> [INSTRUCTIONS FOR THE TASK]:
Omit every picture, then give all the entries again exactly.

> [DATA SHOWN]:
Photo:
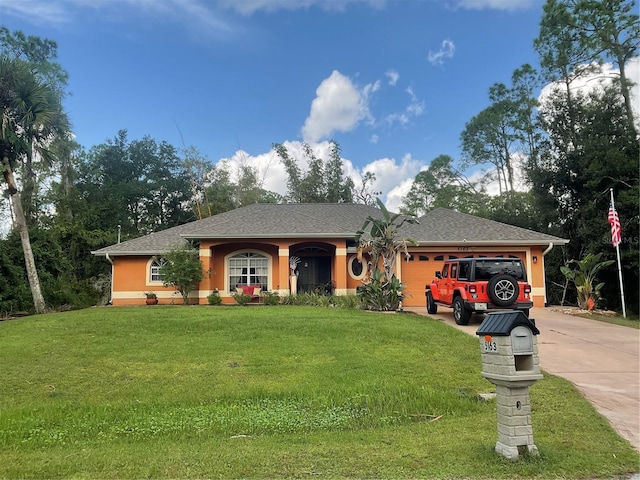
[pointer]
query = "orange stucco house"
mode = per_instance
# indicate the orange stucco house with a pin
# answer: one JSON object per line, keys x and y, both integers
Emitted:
{"x": 252, "y": 246}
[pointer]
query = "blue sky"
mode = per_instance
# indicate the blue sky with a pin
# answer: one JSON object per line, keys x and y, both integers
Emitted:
{"x": 394, "y": 81}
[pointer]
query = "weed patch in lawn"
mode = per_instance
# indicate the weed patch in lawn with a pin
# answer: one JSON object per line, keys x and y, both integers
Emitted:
{"x": 283, "y": 391}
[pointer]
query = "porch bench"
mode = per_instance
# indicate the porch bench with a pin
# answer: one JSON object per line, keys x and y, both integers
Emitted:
{"x": 254, "y": 291}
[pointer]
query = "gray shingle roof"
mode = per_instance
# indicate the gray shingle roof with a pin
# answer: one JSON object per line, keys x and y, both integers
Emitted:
{"x": 443, "y": 226}
{"x": 440, "y": 226}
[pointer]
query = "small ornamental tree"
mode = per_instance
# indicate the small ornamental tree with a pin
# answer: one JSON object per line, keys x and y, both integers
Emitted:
{"x": 584, "y": 278}
{"x": 383, "y": 290}
{"x": 183, "y": 270}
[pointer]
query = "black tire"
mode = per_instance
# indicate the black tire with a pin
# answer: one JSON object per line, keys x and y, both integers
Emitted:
{"x": 503, "y": 290}
{"x": 460, "y": 314}
{"x": 432, "y": 307}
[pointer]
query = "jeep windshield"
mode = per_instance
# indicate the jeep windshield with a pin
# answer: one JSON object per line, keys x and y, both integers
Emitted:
{"x": 486, "y": 269}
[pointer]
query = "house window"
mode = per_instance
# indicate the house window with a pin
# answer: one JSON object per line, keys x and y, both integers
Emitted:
{"x": 357, "y": 269}
{"x": 155, "y": 269}
{"x": 248, "y": 268}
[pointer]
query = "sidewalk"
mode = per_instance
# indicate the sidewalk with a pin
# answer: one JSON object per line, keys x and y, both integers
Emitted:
{"x": 600, "y": 359}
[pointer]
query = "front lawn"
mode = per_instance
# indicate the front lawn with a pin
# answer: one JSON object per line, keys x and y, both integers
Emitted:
{"x": 264, "y": 392}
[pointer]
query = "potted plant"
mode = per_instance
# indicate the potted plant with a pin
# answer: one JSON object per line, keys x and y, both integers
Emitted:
{"x": 293, "y": 279}
{"x": 152, "y": 298}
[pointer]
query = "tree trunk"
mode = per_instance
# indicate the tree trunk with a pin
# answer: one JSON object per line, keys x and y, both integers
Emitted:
{"x": 21, "y": 222}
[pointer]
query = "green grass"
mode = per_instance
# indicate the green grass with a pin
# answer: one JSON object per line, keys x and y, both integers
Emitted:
{"x": 631, "y": 320}
{"x": 264, "y": 392}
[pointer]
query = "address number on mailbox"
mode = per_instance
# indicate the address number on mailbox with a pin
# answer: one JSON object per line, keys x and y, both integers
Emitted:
{"x": 489, "y": 346}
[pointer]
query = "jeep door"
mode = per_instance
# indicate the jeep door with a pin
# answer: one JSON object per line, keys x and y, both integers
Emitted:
{"x": 449, "y": 280}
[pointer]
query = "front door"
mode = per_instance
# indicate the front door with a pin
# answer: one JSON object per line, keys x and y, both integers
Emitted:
{"x": 315, "y": 274}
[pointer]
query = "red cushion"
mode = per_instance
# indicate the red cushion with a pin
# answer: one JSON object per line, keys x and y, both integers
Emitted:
{"x": 248, "y": 289}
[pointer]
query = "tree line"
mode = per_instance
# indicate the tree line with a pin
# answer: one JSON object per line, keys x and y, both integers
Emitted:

> [OUTPUT]:
Photo:
[pointer]
query = "orange stucco house"
mode = per_instance
# indicate the orange stucco house with a pin
# answer: one JSON object per line, keys x and y, both integers
Emitted:
{"x": 252, "y": 246}
[pointer]
query = "blue sky"
mode = per_instance
# indicate the blue sky with a pin
# answer: one JSON object per line, keys x and y, both integers
Emitted:
{"x": 394, "y": 81}
[pointer]
query = "weed patch in lawn"
mode = per_instance
# indicate the weed patch in lawn with a pin
# answer: one JSON object per line, keys x and y, both integers
Emitted:
{"x": 283, "y": 391}
[pointer]
query = "porch bench"
mode = per_instance
# indicate the porch bench with a pin
# answer: one JSON object per line, keys x and y, both integers
Emitted:
{"x": 254, "y": 291}
[pointer]
query = "gray shingle roof"
mode = per_instance
# indicate the gray shingle roof with a pin
# answer: one JSON object per line, keys x and y, both integers
Emitted:
{"x": 443, "y": 226}
{"x": 440, "y": 226}
[pointer]
query = "small ornamental tree"
mode = per_instance
# indicate the small ornamental tree with a pin
# answer: one JSON object per line, keys x and y, both integers
Emitted:
{"x": 584, "y": 278}
{"x": 383, "y": 290}
{"x": 183, "y": 270}
[pointer]
query = "black tire"
mode = per_instance
# indicate the black tire with a pin
# answer: one JSON object per line, keys x and y, both integers
Emitted:
{"x": 503, "y": 290}
{"x": 460, "y": 314}
{"x": 432, "y": 307}
[pointer]
query = "jeep windshield"
mode = per_instance
# indicate the jeep windshield with a pin
# answer: one JSON object per line, keys x and y, both integers
Emitted:
{"x": 486, "y": 269}
[pointer]
query = "house window"
mode = per_instance
# indicate the house window with a pin
# answer: one JSON object per line, keys x and y, both integers
Emitted:
{"x": 357, "y": 269}
{"x": 155, "y": 269}
{"x": 248, "y": 268}
[pointer]
query = "sidewalk"
mode = per_instance
# indicate the sidewalk with a pin
# answer: one JSON object per line, keys x and y, both integers
Emitted:
{"x": 600, "y": 359}
[pointer]
query = "front lawn"
mode = per_instance
# indicate the front lawn with a pin
# answer: one JSON object per line, keys x and y, both integers
Emitted:
{"x": 264, "y": 392}
[pointer]
query = "potted plant"
mode = per_instance
# indicate the potted plant with a pin
# answer: one JSON object per line, keys x and y, both integers
Emitted:
{"x": 293, "y": 279}
{"x": 152, "y": 298}
[pointer]
query = "tree trunk"
mode = per_instance
# indicate the tree trunk with a pin
# answer: one JSON object per line, keys x and y, both integers
Emitted:
{"x": 21, "y": 222}
[pointer]
query = "green grass"
mode = per_instance
# indicate the green grass with a pin
# answer: one JSON object per line, keys x and y, both integers
Emitted:
{"x": 631, "y": 320}
{"x": 264, "y": 392}
[pointer]
query = "address number on mailbox"
mode = per_instance
# indicate the address number on mailbox with a pin
# answer: one JSON object per line, keys x and y, both integers
Emitted:
{"x": 489, "y": 346}
[pointer]
query = "jeep door"
mode = per_instance
# indicate the jeep door with a pin
# answer: one JSON object per line, keys x and y, both integers
Emitted:
{"x": 449, "y": 280}
[pointer]
query = "front door"
mode = per_instance
# indicate the front door with a pin
# answer: one JSON object per line, keys x and y, both integers
Emitted:
{"x": 315, "y": 274}
[pointer]
query = "red cushion"
mode = per_instance
# indicate the red cushion with a pin
# answer: one JSON object per line, keys x and y, both integers
Emitted:
{"x": 248, "y": 289}
[pointer]
query = "tree line"
mode = per_instance
# indicate the tree line with a pin
# answer: one JSON object per line, keys x and y, both integers
Emitted:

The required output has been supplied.